SOURCE DATA:
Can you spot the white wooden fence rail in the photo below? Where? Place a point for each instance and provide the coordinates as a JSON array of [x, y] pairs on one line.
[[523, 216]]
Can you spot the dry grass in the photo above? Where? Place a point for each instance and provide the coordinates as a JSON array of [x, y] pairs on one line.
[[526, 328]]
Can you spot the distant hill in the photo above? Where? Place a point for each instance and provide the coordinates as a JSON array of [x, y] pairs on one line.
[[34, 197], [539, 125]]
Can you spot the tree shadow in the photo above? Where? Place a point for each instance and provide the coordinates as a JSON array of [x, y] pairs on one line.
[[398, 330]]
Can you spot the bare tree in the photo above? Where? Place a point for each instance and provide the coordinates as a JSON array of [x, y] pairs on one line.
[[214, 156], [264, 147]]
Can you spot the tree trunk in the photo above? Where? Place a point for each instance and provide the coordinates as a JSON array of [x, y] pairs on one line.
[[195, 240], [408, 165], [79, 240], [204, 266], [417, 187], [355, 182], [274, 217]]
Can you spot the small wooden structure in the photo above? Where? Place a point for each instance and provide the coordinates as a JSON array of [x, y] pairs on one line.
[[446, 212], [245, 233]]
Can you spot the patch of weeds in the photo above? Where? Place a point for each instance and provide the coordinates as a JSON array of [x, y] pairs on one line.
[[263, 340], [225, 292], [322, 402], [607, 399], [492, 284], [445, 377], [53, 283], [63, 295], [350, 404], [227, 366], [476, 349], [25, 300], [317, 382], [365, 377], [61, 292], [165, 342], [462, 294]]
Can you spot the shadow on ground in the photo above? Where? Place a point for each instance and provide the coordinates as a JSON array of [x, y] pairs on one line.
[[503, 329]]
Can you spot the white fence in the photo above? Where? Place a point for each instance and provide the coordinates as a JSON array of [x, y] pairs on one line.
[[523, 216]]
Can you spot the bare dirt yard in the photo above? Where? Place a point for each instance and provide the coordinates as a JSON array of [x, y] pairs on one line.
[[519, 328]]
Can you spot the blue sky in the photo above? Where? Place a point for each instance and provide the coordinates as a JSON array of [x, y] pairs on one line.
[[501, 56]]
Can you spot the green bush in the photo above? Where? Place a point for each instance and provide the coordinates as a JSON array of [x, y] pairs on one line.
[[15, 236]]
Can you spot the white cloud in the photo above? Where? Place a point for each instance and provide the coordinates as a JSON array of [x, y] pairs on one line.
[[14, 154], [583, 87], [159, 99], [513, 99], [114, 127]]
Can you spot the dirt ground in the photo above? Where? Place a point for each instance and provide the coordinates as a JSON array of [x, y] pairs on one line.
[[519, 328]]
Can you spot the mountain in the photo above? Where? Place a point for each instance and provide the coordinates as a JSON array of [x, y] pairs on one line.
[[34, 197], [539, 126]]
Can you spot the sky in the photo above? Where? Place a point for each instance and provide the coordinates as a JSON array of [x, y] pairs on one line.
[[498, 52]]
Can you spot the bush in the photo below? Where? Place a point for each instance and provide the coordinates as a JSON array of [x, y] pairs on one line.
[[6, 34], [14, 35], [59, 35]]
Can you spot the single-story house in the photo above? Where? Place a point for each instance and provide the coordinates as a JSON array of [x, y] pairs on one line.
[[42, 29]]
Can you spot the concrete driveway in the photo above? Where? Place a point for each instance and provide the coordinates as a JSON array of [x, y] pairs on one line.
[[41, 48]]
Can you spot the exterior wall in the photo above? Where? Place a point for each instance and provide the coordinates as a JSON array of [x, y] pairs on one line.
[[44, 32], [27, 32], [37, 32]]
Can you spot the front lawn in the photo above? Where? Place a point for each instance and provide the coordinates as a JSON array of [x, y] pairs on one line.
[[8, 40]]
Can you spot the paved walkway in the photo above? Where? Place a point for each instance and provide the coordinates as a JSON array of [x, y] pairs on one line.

TASK DESCRIPTION: A verbatim copy of the listing is needed.

EXPECTED ANSWER:
Can you spot the white wooden fence rail in the photo below? Where? Place a point for each instance and provide the coordinates as a JSON array of [x, y] pairs on one line.
[[523, 216]]
Can you spot the dry grass in the photo above? Where? Place a point for each instance and provide the coordinates as a JSON array of [x, y] pairs on one line.
[[526, 328]]
Can you spot the distant hill in the photo above? Where? Place a point for each instance and provide the coordinates as a JSON array of [x, y] pairs on one line.
[[34, 197], [539, 125]]
Can you spot the tree shadow in the photo above? Where? Place a point for each instance and provide the coordinates as a JSON array of [x, y] pairs on one line.
[[398, 330]]
Can you spot the bare tree in the photo above? Where? Place a point for each instance and provide the coordinates as a JSON array of [x, y] pairs on one line.
[[214, 156], [264, 147]]
Can you spot the tree trunk in the photo above? Where? Place a point for each instance and provide the coordinates as a JSON array of [x, y] pairs on one line.
[[195, 240], [408, 165], [79, 240], [204, 266], [417, 187], [355, 182], [274, 217]]
Can you spot the small wooden structure in the photo above? Where? Place a point for each instance and provide the coordinates as a JSON array of [x, y] pairs on one line.
[[446, 212], [245, 233]]
Can you spot the patch of weeds in the photo above? Where? Place a point for each instance and provide the coordinates as a JSON array of [x, y] pairs on one line.
[[263, 340], [225, 292], [322, 402], [607, 399], [492, 284], [445, 377], [53, 283], [63, 295], [350, 404], [227, 366], [476, 349], [25, 300], [317, 382], [365, 377], [61, 292], [165, 342], [462, 294]]
Can you spot the shadow on ground in the photo above? Where? Place a point for each instance and provide the coordinates as a JSON array of [x, y] pairs on one line.
[[503, 329]]
Can you spot the white fence in the photo above? Where? Place a point for each instance and provide the coordinates as a JSON array of [x, y] pairs on one line.
[[523, 216]]
Can you spot the bare dirt yard in the photo above? Where? Place a point for each instance and provide the coordinates as a JSON array of [x, y] pairs on one line.
[[519, 328]]
Can you spot the blue sky in the photo above? Where? Place a point for each instance and provide the coordinates as a JSON array of [x, y] pairs on one line.
[[501, 56]]
Can you spot the green bush in the photo above? Where? Place a point for each instance and provide the coordinates as a JSON array of [x, y] pairs on one line.
[[15, 236]]
Can you spot the white cloud in the photo above? Where? Place a point for each instance and provide the coordinates as a JSON array of [x, y] pairs on one line.
[[14, 154], [583, 87], [159, 99], [513, 99], [114, 127]]
Can you spot the dirt ground in the photo above? Where? Place a point for each instance and provide the coordinates as a JSON array of [x, y] pairs on one line.
[[519, 328]]
Can you spot the mountain in the photo above? Where? Place a point for each instance and provide the coordinates as a JSON array of [x, y] pairs on one line.
[[34, 197], [539, 126]]
Can you spot the sky in the photo above? Where? Place a point for each instance and provide the coordinates as a JSON array of [x, y] pairs on one line.
[[498, 52]]
Can you spot the bush in the photo below? Where? Place a point for each instance and provide the coordinates as a JSON array of [x, y] pairs on one line.
[[6, 34], [14, 35], [59, 35]]
Can you spot the single-story house in the photo above? Where? Place a point for each instance and provide the coordinates as a JSON array of [x, y] pairs on one line.
[[42, 29]]
Can you spot the concrete driveway in the photo above? Where? Place a point for each instance and provide the coordinates as a JSON array of [x, y] pairs on one line.
[[41, 48]]
Can you spot the exterior wall in the photo above? Where? Place a point for each instance and provide the coordinates as a JSON array of [x, y] pairs on one line.
[[44, 32], [27, 32], [37, 32]]
Can you spot the front lawn in the photo above? Where? Place a point for each instance and provide the coordinates as a JSON array of [x, y] pairs on one line.
[[8, 40]]
Can you spot the paved walkway in the photo above? Where? Place a point for each instance and provide the coordinates as a JSON array of [x, y] pairs on one line.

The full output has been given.